__Exercise aim__:
Copy every record below, swapping "top-left corner" for "upper-left corner" and changing nothing else, but leave out the pictures.

__Material supplied__:
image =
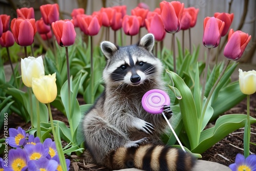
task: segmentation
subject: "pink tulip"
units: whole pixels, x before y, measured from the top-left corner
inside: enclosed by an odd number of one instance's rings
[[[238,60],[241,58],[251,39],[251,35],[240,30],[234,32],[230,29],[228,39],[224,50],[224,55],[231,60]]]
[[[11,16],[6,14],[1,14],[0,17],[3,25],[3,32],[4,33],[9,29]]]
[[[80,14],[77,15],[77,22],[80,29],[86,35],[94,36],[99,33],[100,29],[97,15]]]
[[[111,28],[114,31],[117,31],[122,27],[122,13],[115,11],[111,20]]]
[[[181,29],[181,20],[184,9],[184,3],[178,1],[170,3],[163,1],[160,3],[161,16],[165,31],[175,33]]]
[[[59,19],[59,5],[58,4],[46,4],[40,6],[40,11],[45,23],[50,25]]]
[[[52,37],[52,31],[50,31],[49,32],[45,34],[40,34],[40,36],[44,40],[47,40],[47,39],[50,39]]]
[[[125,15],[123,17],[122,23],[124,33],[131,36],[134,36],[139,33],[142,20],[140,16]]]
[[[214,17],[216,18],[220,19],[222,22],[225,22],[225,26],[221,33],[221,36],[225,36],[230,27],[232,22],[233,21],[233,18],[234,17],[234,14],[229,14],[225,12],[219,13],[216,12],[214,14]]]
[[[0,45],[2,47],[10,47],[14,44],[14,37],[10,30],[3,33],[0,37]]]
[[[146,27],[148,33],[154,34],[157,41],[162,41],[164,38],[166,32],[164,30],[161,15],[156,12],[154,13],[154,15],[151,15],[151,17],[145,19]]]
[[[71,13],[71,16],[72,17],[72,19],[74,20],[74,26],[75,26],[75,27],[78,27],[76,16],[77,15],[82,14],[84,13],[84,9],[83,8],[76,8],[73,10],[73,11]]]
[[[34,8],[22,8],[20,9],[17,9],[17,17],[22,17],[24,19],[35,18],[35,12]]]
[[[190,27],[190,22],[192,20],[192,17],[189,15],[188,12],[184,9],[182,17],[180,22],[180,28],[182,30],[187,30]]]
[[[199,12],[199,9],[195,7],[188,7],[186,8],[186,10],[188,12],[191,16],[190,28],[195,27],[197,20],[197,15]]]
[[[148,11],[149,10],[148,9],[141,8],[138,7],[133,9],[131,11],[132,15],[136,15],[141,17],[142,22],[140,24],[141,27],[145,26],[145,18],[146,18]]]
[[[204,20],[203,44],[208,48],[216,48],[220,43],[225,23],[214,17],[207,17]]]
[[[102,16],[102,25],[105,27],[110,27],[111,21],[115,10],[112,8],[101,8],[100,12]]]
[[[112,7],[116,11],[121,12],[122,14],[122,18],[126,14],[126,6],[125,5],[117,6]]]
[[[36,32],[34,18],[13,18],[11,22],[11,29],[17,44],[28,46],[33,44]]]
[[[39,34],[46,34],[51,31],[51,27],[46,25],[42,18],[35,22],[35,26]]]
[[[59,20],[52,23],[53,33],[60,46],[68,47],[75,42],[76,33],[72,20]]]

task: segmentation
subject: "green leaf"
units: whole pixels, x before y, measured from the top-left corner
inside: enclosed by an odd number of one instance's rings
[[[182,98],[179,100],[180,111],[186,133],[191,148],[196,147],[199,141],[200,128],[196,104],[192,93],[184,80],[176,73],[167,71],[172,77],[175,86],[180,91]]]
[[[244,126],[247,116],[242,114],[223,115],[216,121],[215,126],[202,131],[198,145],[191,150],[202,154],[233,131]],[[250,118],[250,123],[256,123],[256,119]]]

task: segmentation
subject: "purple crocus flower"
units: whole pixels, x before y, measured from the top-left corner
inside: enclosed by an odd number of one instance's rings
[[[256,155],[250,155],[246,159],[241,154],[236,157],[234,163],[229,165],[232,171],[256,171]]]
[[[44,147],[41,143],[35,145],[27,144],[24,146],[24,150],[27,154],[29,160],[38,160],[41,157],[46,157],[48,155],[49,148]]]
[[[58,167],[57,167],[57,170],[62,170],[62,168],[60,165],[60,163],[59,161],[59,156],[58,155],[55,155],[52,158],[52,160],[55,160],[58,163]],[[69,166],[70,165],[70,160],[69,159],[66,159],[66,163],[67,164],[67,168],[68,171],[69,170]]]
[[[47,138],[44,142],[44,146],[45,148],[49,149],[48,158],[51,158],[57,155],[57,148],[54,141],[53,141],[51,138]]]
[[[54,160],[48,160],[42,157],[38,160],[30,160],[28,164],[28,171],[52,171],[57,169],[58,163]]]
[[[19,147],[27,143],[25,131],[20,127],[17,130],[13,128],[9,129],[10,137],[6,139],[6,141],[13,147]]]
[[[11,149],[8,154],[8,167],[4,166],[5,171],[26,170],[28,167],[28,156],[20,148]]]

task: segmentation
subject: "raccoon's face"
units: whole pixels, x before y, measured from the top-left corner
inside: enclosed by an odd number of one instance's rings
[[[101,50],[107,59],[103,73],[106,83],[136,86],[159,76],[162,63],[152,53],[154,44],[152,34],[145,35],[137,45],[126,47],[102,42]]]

__Result of the exercise__:
image =
task: segmentation
subject: "pink tulip"
units: whole pixels, x before y, measured from the upper-left corner
inside: enclosed by an odd number of one instance's rings
[[[238,60],[241,58],[251,39],[251,35],[240,30],[234,32],[230,29],[228,39],[224,50],[224,55],[231,60]]]
[[[11,16],[6,14],[1,14],[0,17],[3,25],[3,32],[4,33],[9,29]]]
[[[80,14],[77,15],[77,22],[80,29],[86,35],[94,36],[99,33],[100,29],[97,15]]]
[[[111,28],[114,31],[117,31],[122,27],[122,13],[115,11],[111,20]]]
[[[181,29],[181,20],[184,9],[184,3],[178,1],[170,3],[163,1],[160,3],[161,16],[165,31],[175,33]]]
[[[59,19],[59,5],[58,4],[46,4],[40,6],[40,11],[45,23],[50,25]]]
[[[52,37],[52,31],[50,31],[49,32],[45,34],[40,34],[40,36],[44,40],[47,40],[47,39],[50,39]]]
[[[125,15],[123,17],[122,23],[124,33],[131,36],[134,36],[139,33],[142,20],[140,16]]]
[[[214,17],[216,18],[220,19],[222,22],[225,22],[225,26],[221,33],[221,36],[225,36],[230,27],[232,22],[233,21],[233,18],[234,17],[234,14],[229,14],[225,12],[219,13],[216,12],[214,14]]]
[[[0,45],[2,47],[10,47],[14,44],[14,37],[10,30],[3,33],[0,37]]]
[[[146,27],[148,33],[154,34],[157,41],[162,41],[164,38],[166,32],[164,30],[161,15],[156,12],[154,13],[154,15],[151,15],[151,17],[145,19]]]
[[[71,13],[71,16],[72,17],[72,19],[74,20],[74,26],[75,26],[75,27],[78,27],[76,16],[77,15],[82,14],[84,13],[84,9],[83,8],[76,8],[73,10],[73,11]]]
[[[34,8],[22,8],[20,9],[17,9],[17,17],[22,17],[24,19],[35,18],[35,12]]]
[[[190,27],[190,22],[192,20],[192,17],[189,15],[188,12],[184,9],[182,17],[180,22],[180,28],[182,30],[187,30]]]
[[[199,12],[199,9],[195,7],[188,7],[186,8],[186,10],[188,12],[191,16],[190,28],[195,27],[197,20],[197,15]]]
[[[148,11],[149,10],[148,9],[141,8],[138,7],[133,9],[131,11],[132,15],[136,15],[141,17],[142,22],[140,24],[141,27],[145,26],[145,18],[146,18]]]
[[[204,20],[203,44],[208,48],[216,48],[220,43],[225,23],[214,17],[207,17]]]
[[[102,16],[102,25],[105,27],[110,27],[111,21],[115,10],[112,8],[101,8],[100,12]]]
[[[112,7],[116,11],[121,12],[122,14],[122,18],[126,14],[126,6],[125,5],[117,6]]]
[[[36,32],[34,18],[13,18],[11,22],[11,29],[17,44],[28,46],[33,44]]]
[[[39,34],[46,34],[51,31],[51,27],[46,25],[42,18],[35,22],[35,26]]]
[[[59,20],[52,23],[53,33],[60,46],[68,47],[75,42],[76,33],[72,20]]]

task: segmentation
subject: "green leaf"
units: whole pixels, x before y, measured from the upper-left corner
inside: enclosed by an odd number of one instance's rings
[[[182,98],[179,100],[180,111],[186,133],[191,148],[196,147],[199,141],[200,128],[196,104],[192,93],[184,80],[176,73],[167,71],[172,77],[175,86],[180,91]]]
[[[244,126],[247,116],[242,114],[223,115],[216,121],[215,126],[202,131],[198,145],[191,150],[202,154],[233,131]],[[250,118],[250,123],[256,123],[256,119]]]

task: segmentation
subject: "purple crocus flower"
units: whole pixels, x before y, measured from the upper-left corner
inside: enclosed by an odd number of one instance's rings
[[[256,155],[250,155],[246,159],[241,154],[236,157],[234,163],[229,165],[232,171],[256,171]]]
[[[44,147],[41,143],[35,145],[27,144],[24,146],[24,150],[27,154],[29,160],[38,160],[41,157],[46,157],[48,155],[49,148]]]
[[[58,167],[57,167],[57,170],[62,170],[62,168],[60,165],[60,163],[59,161],[59,156],[58,155],[55,155],[52,158],[52,160],[55,160],[58,163]],[[69,166],[70,165],[70,160],[69,159],[66,159],[66,163],[67,164],[67,168],[68,171],[69,170]]]
[[[47,138],[44,142],[44,146],[45,148],[49,149],[48,158],[51,158],[57,155],[57,148],[54,141],[53,141],[51,138]]]
[[[54,160],[48,160],[42,157],[38,160],[30,160],[28,164],[28,171],[52,171],[57,169],[58,163]]]
[[[19,147],[27,143],[25,131],[20,127],[17,130],[13,128],[9,129],[10,137],[6,139],[6,141],[13,147]]]
[[[11,149],[8,154],[8,167],[4,166],[5,171],[26,170],[28,167],[28,156],[20,148]]]

task: segmentation
subject: "raccoon's face"
units: whole pixels, x before y, measured from the upper-left corner
inside: enclosed by an odd number of one instance's rings
[[[101,50],[107,59],[103,73],[106,83],[136,86],[159,76],[162,63],[152,53],[154,44],[152,34],[145,35],[137,45],[126,47],[102,42]]]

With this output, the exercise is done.